The Senate is on the verge of passing legislation to extend the
important intelligence surveillance authorities of the Protect
America Act, passed six months ago. Those authorities, set to
expire on February 1, allow the intelligence services to conduct
surveillance of communications between persons located outside of
the United States when the communications happen to pass through
domestic networks. Without this fix, approving such intercepts of
solely international communicants would become an even lengthier
and more onerous process-one never intended even by the Congress
that passed the Foreign Intelligence Surveillance Act (FISA)-to the
great detriment of national security.
In addition, the Senate legislation grants retroactive immunity
to telecom providers that, in good faith, worked with the
government in its surveillance programs, a fair and crucial step to
encourage future cooperation on security matters. As one astute
commentator has explained, "The telecoms know the technology better
than anyone else. If we are going to keep a step ahead of the
people trying to kill us, the intelligence community needs the top
experts in the tent helping us-help you can't expect to get if you
create a climate where they have to fear they will be sued for
providing it."[1] For now, however, the House has rejected
that measure, though negotiations with the Administration
continue.
The war on terrorism is not a brief skirmish but a long war, and
the tools needed to wage it should therefore not be hobbled by
artificial expiration dates imposed for political advantage.
According to some reports, current FISA legislation may be saddled
with a one-month expiration date. This would be counterproductive.
Continuity of intelligence operations requires continuity of
authorities, not constantly shifting sunsets and a fluid legal
structure. Congress should expand and make permanent the FISA
reforms in the Protect America Act and grant retroactive immunity
to telecom companies that have done their part to strengthen
national security. These steps are necessary to avoid hobbling
America's wartime intelligence-gathering abilities.
Need for Modernization
The House passed the Protect America Act of 2007 (PAA) on August
4, 2007, and the President signed it into law the next day. Despite
the disclaimers by Members of Congress who want to create a more
restrictive regime for gathering intelligence on terrorists, the
PAA passed because it had bipartisan support and because Director
of National Intelligence (DNI) Mike McConnell spoke personally with
approximately 260 Members. He explained why the PAA was necessary
to remedy the damage caused by an unprecedented and seemingly
erroneous decision by the Foreign Intelligence Surveillance Court
in May 2007.[2] The decision opened an intelligence gap by
effectively requiring the federal government, for the first time
ever, to obtain a FISA warrant for any surveillance of persons
located overseas if their electronic communications (e.g., emails,
cell-phone calls, and text messages) might possibly be routed
through the United States.

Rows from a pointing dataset
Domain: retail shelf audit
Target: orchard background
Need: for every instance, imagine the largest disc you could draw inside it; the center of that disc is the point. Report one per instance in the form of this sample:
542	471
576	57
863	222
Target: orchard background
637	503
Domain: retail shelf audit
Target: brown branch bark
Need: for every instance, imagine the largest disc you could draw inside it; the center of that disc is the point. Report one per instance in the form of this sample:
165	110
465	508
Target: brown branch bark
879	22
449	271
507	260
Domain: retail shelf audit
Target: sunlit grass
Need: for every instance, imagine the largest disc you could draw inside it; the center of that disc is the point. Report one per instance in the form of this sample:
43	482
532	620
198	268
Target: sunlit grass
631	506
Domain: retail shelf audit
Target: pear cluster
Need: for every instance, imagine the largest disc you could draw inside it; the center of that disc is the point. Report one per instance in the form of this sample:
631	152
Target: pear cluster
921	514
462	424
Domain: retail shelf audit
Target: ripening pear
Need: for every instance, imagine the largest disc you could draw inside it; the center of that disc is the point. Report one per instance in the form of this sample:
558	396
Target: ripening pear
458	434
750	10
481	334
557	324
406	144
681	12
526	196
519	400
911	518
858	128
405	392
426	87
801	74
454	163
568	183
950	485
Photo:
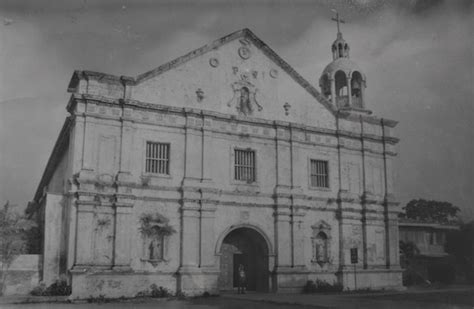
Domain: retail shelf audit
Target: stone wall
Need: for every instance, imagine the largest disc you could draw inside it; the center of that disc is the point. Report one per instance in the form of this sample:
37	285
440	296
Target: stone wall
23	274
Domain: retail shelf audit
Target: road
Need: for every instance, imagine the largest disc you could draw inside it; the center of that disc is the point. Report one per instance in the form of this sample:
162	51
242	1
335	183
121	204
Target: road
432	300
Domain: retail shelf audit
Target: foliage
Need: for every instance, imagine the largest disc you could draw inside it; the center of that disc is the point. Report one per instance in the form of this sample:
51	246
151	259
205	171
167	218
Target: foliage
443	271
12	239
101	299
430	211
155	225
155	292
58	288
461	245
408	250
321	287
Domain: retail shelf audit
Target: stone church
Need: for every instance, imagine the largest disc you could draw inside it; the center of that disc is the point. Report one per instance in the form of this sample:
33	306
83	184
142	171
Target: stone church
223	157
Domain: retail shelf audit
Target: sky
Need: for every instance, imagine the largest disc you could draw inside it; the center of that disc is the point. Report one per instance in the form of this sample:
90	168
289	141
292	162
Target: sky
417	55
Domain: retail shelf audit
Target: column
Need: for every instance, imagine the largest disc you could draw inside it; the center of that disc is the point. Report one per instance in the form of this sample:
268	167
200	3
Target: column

**The problem**
Translate this sentence from the Protect America Act passage into Spanish: "The House passed the Protect America Act of 2007 (PAA) on August 4, 2007, and the President signed it into law the next day." None of the records are needed here.

**Task response**
La Cámara de Representantes aprobó la Protect America Act de 2007 (PAA) el 4 de agosto de 2007, y el Presidente la firmó y la convirtió en ley al día siguiente.